*STUDY TEXT*
----------

So that’s what this week focused on: a lot of workflow, and everything necessary to support it. I spent some time running my planned solutions by other members of the team. Though they’re not developers, I find it helps me to think out loud, to check I’ve not made any strange assumptions. This is a bit like rubber ducking, but the feedback you get from another person is always positive.
It’s also a really useful way to start sharing and disseminating project knowledge. I have to explain my Domain Language clearly, and by ensuring that we’ve agreed on not only the solution but also the diagnosis of the problem, I know I’m not wasting time. We have a enough time to measure many times – but only to cut once.
Fortunately, everything appears to be proceeding well, and everyone working on the project is providing useful steerage, insight and ideas. Fizzing along nicely.
And then: a little bit of hacking on an early prototype for Playable City, which is coming together a little – and also exposing some of the awkward seams and edges of our original idea – and a few meetings.
Finally, a conference; I spent Saturday at Ruby Manor, which has always been both a great workout for the brain and a lovely social occasion. This year was no exception: well run, thoughtful, diverse, and a huge crowd of programmers and friends. I left with lots of things to think about, and some notes to myself about where to go with Detling in the margins of my notebook.25 March 2013
A different shape to week 23.

----------

*SUPPLIED DATA*
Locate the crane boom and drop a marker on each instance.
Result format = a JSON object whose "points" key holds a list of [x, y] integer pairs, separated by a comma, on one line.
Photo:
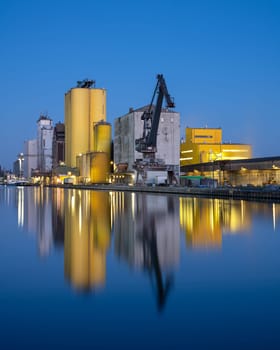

----------

*ASSIGNMENT A*
Answer these questions from the weeknotes, one a line:
(i) On which day did the writer attend Ruby Manor?
(ii) What was the early prototype that the writer did some hacking on for?
(iii) What does the writer say must be explained clearly when sharing project knowledge?
*ASSIGNMENT B*
Rewrite the weeknotes passage running from "It’s also a" down to "to cut once.", swapping "diagnosis" for "definition".
The material comes from a separate source and is unrelated to the weeknotes.

*TASK RESPONSE A*
(i) Saturday
(ii) Playable City
(iii) The writer's Domain Language

*TASK RESPONSE B*
It’s also a really useful way to start sharing and disseminating project knowledge. I have to explain my Domain Language clearly, and by ensuring that we’ve agreed on not only the solution but also the definition of the problem, I know I’m not wasting time. We have a enough time to measure many times – but only to cut once.